-- Excerpt follows --

Saturday, December 26, 2009
The 100 Albums Of The Decade: 70-61
70. M83
Saturdays = Youth
[Mute, 2008]
As the driving force behind M83, Anthony Gonzalez’s mastery of soundscapes is nothing short of astounding; his fifth effort, however, was the first to deliver an album’s worth of songs as well. Flecked with bits of Talk Talk and Cocteau Twins, Saturdays=Youth exists in a parallel universe where the Eighties era never died and every teenage summer lasts forever.
69. Jay-Z
The Blueprint
[Roc-A-Fella/Def Jam, 2001]
If Reasonable Doubt is the original classic and Black Album the exclamation point, then The Blueprint is Shawn Carter’s mid-career manifesto, a triumphant comeback where H.O.V.A. simply does everything—pop (“Izzo”), diss (“Takeover”), throwback (“Heart Of The City”)—better than anyone else. Two pointless sequels both fell far short of the original, and for good reason; after the first Blueprint dropped, Jay had nothing left to prove.
68. Gillian Welch
Time (The Revelator)
[Acony, 2001]
Welch’s brand of spooky, backwoods folk has always existed out of time, but rarely the way it does here. Alongside partner David Rawlings, she crafts an Americana classic, an album whose mesmerizing sprawl—witness the 14-minute closer, “I Dream A Highway”—places it inside a universe all its own.
67. Snow Patrol
Final Straw
[Fiction/Interscope, 2004]
Confident and intoxicating in a way their previous albums never were, Final Straw became Snow Patrol’s (deserved) worldwide breakthrough, connecting both with its sublime grace notes and via the sort of swelling choruses that carry all the way to the rafters.
66. Vampire Weekend
Vampire Weekend
[XL, 2008]
A true blogger phenomenon, the rapid rise of Ivy-League-upstarts-turned-indie-darlings VW might easily overshadow the music—if said music wasn’t the most giddy, infectious hybrid of art-school smarts and African soul since Paul Simon's Graceland.
65. Wilco
A Ghost Is Born
[Nonesuch, 2004]
Unjustly maligned in the wake of Yankee Hotel Foxtrot, Ghost now feels like that album’s darker twin, a dissonant voyage inside Jeff Tweedy’s fractured mindset that brims with the sort of ferocious experimentation Wilco have rarely engaged in since.
64. Ryan Adams
Love Is Hell
[Lost Highway, 2003]
After a dizzying string of masterworks (Strangers Almanac, Heartbreaker), Love Is Hell marks the last time Adams would be in complete control of his muse; follow-up albums like the tedious Rock N Roll—bizarrely promoted at this record’s expense—replaced inspiration with workmanlike functionality. By contrast, every part of Hell feels thrillingly alive, from the spooky dynamics of “The Shadowlands” to the hold-your-breath cover of “Wonderwall.”

-- Excerpt concluded --
-- Study material follows --

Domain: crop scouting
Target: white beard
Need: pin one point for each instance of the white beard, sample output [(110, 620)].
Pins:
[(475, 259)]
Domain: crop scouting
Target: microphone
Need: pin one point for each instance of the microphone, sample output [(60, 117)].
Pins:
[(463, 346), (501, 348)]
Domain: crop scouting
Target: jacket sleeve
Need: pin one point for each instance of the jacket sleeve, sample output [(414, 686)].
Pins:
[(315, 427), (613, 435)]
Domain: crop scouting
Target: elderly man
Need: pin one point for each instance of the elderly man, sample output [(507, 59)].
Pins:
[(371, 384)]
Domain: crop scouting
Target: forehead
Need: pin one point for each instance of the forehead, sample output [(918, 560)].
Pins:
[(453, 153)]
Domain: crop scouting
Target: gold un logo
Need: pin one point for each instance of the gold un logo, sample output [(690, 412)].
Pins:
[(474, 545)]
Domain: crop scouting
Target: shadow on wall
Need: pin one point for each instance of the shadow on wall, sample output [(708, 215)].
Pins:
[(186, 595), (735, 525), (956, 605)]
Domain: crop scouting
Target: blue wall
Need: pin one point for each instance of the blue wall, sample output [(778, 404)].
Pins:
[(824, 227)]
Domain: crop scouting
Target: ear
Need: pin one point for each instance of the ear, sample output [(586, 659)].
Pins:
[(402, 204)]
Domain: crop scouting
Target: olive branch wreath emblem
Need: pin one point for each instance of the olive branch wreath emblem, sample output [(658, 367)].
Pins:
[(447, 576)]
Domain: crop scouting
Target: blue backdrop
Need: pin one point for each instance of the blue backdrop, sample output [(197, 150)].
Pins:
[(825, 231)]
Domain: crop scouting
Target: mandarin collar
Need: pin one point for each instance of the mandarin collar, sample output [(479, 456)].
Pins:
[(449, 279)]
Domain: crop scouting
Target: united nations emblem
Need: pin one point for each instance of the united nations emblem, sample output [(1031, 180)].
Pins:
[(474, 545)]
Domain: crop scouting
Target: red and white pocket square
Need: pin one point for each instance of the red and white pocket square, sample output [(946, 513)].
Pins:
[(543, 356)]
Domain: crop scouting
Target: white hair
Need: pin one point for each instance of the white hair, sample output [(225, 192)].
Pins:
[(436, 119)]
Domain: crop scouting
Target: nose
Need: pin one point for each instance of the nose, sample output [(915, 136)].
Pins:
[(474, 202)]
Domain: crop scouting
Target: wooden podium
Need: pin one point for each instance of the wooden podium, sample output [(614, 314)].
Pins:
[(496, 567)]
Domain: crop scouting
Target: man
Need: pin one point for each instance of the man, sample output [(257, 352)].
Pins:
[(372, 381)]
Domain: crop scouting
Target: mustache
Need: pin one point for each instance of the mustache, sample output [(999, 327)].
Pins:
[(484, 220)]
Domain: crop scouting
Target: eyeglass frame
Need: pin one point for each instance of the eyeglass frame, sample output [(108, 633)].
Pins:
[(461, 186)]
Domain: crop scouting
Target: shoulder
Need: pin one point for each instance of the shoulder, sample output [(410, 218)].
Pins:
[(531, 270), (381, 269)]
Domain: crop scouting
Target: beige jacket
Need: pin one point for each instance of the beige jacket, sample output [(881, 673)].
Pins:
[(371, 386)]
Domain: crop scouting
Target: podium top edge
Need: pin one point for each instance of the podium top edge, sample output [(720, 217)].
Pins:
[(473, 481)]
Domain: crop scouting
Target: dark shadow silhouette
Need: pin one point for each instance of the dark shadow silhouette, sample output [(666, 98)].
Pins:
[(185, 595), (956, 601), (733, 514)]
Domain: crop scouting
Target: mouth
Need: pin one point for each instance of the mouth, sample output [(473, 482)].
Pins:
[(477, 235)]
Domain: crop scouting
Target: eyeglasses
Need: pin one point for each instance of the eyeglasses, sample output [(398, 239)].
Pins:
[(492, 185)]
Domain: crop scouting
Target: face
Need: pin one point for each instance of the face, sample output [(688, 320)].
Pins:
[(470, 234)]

-- Study material concluded --

**Activity:** Transcribe the passage of the albums-of-the-decade list that opens with "[Acony, 2001]" and closes with "all its own.".

**Solution to the exercise:**
[Acony, 2001]
Welch’s brand of spooky, backwoods folk has always existed out of time, but rarely the way it does here. Alongside partner David Rawlings, she crafts an Americana classic, an album whose mesmerizing sprawl—witness the 14-minute closer, “I Dream A Highway”—places it inside a universe all its own.